§ **Written problem**
Count the lines in the data below that contain the word "curtain", and reply with only that number.

§ **Supplied material**
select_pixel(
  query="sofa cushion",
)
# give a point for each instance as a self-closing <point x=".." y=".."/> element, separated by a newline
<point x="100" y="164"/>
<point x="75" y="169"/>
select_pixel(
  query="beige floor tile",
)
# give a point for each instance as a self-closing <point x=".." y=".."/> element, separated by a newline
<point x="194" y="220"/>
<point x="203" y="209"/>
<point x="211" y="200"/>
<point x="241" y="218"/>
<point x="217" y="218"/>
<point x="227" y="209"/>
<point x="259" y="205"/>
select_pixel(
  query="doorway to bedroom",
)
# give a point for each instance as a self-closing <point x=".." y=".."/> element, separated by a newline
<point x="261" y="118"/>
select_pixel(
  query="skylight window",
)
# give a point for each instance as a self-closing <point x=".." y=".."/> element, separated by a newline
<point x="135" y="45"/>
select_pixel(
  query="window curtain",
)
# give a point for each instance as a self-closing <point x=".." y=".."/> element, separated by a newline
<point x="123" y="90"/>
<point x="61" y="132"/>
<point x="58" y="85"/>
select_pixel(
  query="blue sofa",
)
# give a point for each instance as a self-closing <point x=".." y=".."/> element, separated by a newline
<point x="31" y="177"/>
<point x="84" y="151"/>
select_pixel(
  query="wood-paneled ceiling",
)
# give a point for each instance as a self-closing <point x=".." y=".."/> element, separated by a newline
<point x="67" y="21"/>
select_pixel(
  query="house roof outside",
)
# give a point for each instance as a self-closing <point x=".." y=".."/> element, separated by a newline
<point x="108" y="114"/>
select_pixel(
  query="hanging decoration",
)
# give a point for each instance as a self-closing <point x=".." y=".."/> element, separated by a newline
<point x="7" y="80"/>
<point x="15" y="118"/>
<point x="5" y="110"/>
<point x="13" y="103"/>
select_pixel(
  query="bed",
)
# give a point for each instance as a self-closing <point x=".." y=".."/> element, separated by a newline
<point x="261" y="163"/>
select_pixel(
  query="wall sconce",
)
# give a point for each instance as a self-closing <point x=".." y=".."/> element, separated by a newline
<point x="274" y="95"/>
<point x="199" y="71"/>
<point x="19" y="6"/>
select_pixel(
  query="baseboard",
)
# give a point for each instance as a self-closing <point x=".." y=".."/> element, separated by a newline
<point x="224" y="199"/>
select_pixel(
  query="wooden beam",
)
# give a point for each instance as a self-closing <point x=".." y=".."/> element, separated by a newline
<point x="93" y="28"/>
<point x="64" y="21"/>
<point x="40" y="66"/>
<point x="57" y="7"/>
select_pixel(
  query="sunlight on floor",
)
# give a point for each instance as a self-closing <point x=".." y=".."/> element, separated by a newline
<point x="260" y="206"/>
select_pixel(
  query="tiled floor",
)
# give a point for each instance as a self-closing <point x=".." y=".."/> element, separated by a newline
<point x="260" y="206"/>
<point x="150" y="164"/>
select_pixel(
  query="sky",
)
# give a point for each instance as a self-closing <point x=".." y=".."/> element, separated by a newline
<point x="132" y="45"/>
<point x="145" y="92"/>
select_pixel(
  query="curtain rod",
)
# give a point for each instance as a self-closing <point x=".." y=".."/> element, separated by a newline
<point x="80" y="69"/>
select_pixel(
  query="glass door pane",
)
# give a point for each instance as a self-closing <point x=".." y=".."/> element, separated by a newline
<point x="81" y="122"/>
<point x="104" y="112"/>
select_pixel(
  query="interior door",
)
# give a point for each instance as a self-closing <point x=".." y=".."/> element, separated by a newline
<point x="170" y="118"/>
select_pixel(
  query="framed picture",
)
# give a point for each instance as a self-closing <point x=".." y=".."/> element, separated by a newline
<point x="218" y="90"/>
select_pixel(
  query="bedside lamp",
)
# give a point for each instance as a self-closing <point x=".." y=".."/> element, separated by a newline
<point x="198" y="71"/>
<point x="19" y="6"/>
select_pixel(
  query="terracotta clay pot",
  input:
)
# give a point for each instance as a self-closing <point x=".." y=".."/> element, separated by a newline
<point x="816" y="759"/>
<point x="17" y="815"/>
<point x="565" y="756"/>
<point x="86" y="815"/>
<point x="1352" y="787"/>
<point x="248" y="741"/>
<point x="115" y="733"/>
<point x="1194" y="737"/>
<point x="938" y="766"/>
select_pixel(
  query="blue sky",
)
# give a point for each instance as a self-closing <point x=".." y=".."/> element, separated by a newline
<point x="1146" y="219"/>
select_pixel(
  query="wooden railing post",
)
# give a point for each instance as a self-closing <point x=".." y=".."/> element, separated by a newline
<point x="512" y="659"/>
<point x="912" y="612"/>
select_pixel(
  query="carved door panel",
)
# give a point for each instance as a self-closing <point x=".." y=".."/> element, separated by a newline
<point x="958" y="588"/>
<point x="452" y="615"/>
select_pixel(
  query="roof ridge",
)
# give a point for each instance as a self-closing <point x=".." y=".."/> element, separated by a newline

§ **Result of this task**
2